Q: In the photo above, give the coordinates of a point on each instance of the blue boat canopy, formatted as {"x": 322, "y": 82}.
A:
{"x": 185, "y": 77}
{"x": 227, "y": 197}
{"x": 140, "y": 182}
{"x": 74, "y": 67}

◇ ◇ ◇ ◇

Convert the lines above into a Markdown table with the columns "No." and "Line", where each row gives a line and its number. Omit any blank lines.

| No. | Line |
|---|---|
| 1 | Q: In the photo above, give the coordinates of a point on each instance of the blue boat canopy, formatted as {"x": 322, "y": 82}. |
| 2 | A: |
| 3 | {"x": 185, "y": 77} |
| 4 | {"x": 227, "y": 197} |
| 5 | {"x": 140, "y": 182} |
| 6 | {"x": 74, "y": 67} |